* Directions
Please reproduce the rows from the line containing "Put a point on every instance of the red eye" through the end of the rows, substituting "field log" for "scouting log" and leaving everything else unchanged.

* Entries provided
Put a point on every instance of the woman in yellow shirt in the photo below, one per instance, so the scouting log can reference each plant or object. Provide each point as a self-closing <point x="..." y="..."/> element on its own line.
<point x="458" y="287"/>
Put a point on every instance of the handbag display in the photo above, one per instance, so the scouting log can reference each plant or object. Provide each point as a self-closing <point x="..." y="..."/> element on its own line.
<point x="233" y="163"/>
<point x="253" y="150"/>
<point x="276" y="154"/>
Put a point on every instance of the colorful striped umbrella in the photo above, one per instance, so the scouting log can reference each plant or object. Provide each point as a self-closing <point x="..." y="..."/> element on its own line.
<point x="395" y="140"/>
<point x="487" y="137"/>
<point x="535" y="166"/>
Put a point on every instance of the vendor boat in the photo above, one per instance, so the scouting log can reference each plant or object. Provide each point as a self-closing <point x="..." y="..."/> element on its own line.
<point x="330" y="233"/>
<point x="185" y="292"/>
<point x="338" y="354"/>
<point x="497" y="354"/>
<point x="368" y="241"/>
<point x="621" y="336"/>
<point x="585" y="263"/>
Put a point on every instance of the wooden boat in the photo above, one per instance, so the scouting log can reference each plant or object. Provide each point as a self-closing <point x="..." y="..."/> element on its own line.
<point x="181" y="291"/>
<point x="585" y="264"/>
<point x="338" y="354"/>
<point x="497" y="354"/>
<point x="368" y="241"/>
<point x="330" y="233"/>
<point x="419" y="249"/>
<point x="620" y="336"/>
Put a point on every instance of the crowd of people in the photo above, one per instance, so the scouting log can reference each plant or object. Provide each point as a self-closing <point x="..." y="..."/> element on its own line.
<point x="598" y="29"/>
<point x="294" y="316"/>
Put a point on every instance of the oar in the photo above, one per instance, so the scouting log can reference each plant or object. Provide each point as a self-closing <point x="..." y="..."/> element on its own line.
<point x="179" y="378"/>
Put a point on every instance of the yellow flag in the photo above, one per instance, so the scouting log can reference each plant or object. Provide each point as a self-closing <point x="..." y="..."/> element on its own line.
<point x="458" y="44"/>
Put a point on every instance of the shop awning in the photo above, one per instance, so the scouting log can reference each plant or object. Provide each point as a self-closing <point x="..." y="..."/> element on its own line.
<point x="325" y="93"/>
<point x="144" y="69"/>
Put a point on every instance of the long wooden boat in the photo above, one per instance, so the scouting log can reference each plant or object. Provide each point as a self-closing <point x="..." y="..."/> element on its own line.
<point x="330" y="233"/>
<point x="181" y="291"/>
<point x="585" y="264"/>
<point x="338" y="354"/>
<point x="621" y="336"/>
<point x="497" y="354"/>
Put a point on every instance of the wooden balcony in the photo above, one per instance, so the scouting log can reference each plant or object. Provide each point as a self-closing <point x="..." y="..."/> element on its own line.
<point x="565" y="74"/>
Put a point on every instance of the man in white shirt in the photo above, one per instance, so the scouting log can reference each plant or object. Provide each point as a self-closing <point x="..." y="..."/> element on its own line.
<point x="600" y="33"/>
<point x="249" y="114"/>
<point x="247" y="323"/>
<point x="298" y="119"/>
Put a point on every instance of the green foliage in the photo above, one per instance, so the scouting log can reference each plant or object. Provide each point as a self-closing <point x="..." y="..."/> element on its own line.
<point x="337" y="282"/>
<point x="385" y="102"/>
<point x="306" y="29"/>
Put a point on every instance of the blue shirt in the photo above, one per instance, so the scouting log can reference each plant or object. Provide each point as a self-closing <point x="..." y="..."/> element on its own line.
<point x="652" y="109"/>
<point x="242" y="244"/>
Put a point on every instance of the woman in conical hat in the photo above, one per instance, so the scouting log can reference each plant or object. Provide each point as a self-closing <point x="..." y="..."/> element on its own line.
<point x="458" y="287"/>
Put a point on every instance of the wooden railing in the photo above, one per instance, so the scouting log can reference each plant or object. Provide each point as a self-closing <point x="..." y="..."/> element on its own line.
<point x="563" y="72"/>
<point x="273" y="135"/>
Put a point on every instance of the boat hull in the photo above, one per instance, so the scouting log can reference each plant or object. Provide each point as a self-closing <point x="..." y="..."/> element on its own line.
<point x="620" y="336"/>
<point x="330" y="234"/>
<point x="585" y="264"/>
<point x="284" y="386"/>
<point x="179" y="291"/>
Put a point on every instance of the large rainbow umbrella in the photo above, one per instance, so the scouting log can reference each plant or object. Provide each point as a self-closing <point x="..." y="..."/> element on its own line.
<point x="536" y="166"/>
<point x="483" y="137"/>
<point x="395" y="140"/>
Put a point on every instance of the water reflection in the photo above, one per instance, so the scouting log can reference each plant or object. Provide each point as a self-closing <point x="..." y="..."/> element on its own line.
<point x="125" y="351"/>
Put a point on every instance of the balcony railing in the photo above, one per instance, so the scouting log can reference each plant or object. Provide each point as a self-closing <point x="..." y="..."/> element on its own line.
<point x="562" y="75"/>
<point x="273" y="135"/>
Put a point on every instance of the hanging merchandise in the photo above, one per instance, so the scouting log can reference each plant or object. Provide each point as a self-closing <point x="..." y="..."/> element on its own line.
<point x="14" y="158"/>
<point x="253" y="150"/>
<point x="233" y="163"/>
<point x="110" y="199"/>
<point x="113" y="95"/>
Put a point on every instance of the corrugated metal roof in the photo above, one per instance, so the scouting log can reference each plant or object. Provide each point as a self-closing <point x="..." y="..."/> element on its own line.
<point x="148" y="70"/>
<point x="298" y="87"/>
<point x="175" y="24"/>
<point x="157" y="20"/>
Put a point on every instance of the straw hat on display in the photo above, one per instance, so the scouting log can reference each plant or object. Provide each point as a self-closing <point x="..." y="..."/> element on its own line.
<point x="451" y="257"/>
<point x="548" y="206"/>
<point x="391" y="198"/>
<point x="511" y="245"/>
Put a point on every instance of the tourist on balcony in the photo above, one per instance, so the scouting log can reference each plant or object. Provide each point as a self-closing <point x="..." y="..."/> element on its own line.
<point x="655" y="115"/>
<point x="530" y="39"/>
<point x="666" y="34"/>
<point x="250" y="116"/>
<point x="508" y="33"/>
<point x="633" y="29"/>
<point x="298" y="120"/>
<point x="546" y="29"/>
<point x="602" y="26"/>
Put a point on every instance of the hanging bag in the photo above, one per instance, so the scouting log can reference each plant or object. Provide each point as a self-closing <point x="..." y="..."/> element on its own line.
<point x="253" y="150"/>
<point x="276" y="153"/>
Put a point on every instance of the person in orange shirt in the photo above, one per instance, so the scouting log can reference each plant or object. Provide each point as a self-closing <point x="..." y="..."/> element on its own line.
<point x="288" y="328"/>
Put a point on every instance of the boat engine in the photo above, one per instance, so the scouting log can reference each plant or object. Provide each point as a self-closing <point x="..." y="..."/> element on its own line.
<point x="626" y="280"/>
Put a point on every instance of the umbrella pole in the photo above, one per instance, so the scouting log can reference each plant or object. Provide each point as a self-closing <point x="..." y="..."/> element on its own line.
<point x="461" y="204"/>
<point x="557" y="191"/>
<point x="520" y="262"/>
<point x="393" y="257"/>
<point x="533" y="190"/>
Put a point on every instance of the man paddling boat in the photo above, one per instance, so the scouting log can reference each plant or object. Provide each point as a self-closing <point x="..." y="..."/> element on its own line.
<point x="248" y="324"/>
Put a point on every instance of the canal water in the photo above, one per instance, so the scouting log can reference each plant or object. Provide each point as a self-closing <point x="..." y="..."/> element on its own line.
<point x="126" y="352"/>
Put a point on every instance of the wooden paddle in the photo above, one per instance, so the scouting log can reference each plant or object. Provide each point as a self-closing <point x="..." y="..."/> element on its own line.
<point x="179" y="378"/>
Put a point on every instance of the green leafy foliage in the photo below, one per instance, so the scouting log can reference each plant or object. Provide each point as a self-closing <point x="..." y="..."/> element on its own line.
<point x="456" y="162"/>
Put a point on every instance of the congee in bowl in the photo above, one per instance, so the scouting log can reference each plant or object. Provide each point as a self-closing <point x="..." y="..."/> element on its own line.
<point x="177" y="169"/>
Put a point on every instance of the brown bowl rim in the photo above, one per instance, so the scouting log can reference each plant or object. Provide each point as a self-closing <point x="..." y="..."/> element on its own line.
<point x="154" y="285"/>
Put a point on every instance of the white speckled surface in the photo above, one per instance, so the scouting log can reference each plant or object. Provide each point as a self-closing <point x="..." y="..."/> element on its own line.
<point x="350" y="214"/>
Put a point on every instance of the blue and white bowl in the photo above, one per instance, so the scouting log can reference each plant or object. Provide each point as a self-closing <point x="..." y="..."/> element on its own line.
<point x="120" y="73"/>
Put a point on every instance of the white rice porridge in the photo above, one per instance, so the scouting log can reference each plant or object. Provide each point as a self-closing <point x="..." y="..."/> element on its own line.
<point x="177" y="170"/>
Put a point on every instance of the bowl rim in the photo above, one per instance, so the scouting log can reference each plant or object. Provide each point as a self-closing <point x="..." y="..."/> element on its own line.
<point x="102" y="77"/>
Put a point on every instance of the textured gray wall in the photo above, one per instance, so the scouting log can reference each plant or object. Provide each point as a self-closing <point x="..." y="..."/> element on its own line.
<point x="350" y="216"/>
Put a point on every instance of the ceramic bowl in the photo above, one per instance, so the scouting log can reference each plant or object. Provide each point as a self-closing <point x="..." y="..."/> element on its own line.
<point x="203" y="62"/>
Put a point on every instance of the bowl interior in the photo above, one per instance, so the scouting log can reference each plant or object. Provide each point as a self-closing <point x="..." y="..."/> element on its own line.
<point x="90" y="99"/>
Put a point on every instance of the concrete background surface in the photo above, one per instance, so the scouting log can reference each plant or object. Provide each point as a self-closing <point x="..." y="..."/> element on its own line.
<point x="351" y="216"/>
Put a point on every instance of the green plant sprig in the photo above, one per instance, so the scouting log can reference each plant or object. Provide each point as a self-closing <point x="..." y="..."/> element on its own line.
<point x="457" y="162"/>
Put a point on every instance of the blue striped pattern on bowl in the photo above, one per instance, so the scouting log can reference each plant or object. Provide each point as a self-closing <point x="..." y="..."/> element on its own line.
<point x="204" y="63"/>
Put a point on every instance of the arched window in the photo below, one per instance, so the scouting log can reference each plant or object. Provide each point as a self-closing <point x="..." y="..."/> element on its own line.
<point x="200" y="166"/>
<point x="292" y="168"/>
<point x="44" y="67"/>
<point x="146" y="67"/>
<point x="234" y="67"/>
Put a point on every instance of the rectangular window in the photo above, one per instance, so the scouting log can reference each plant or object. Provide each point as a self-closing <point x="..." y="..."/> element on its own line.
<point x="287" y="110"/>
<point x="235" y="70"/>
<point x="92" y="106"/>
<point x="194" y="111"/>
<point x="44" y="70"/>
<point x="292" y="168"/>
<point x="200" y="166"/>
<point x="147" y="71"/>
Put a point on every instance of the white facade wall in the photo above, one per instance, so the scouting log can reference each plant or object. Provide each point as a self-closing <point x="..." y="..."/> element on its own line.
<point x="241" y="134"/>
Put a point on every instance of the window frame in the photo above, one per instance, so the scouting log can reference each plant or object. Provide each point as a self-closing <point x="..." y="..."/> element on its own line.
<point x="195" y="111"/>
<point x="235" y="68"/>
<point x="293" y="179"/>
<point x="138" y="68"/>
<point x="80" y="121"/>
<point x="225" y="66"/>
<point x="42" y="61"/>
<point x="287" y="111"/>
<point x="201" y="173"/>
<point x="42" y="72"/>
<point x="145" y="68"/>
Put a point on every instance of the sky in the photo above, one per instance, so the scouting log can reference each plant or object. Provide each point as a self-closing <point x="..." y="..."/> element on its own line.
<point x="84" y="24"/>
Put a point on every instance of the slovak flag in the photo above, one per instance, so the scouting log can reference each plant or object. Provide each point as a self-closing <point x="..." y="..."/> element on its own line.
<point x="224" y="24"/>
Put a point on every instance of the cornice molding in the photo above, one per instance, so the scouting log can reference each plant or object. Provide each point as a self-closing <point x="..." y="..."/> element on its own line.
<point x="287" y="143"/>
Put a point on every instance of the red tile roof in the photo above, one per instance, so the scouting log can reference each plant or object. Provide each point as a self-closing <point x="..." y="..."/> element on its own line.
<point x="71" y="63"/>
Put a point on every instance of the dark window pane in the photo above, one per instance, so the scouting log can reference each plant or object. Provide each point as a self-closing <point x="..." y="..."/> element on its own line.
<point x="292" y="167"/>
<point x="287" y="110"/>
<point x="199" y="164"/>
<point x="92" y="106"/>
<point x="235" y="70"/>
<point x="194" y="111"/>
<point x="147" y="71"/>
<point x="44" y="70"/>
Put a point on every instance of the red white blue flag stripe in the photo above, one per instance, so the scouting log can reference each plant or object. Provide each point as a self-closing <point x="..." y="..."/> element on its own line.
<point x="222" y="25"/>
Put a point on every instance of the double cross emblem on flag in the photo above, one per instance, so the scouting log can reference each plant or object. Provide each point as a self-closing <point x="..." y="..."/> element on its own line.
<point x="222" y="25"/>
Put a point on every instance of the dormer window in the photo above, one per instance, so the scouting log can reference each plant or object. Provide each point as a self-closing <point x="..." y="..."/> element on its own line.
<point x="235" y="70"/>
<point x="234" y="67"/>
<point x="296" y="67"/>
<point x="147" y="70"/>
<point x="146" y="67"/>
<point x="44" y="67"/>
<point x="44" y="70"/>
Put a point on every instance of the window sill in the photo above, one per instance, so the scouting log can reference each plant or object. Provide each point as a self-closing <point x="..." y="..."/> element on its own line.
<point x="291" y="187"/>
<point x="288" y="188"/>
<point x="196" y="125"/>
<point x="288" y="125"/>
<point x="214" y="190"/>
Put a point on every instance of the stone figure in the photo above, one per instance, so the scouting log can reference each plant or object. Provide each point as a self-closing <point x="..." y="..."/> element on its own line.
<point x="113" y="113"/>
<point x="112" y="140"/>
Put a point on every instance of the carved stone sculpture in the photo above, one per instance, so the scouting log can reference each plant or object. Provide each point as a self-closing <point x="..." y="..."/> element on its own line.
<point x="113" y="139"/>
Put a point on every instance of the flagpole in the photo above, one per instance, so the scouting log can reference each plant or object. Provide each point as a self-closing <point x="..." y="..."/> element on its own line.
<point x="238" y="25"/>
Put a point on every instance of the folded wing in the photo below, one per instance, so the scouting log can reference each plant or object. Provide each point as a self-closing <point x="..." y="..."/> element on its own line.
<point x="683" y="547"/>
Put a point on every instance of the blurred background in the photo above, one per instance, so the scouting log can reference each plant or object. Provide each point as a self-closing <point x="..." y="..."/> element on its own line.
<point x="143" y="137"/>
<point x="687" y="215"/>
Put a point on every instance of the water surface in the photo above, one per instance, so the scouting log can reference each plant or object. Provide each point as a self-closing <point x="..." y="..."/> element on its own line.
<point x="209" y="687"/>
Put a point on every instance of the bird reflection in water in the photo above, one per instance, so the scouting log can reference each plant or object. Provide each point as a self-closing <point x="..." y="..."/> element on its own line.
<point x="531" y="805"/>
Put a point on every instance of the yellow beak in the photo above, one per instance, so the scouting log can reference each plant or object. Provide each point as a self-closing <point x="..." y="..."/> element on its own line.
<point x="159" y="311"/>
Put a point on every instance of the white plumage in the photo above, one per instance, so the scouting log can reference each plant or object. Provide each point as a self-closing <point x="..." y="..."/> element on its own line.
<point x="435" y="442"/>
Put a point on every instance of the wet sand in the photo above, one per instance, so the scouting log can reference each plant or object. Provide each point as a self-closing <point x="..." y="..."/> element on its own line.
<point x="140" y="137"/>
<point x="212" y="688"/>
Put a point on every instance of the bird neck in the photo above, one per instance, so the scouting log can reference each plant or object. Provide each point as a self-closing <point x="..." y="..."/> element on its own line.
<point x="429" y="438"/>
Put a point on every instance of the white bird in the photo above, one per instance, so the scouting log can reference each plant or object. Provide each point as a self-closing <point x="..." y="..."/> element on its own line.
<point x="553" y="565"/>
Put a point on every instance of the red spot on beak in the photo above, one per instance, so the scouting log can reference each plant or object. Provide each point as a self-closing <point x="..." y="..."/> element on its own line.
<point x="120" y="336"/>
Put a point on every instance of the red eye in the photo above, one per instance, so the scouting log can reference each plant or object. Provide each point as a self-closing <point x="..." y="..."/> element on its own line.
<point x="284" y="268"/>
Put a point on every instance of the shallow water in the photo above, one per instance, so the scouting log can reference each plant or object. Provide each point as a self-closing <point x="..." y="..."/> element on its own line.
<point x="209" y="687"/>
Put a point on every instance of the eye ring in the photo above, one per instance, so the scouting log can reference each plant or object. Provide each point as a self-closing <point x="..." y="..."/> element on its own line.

* Answer
Put a point on every instance of the red eye in the photo above, one per instance, so the field log can reference each plant or object. Provide each point as a self-closing <point x="..." y="..."/> element on its own line.
<point x="284" y="268"/>
Put a point on every instance of the shallow water in the photo above, one per instance, so the field log can reference each plant or object. Provide each point as a self-closing <point x="..." y="..."/> element on its own line.
<point x="209" y="687"/>
Put a point on every instance of the eye ring in the photo above, one per instance, so the field log can reference each plant or object. Provide each point as a self-closing <point x="..." y="..."/> element on its own line.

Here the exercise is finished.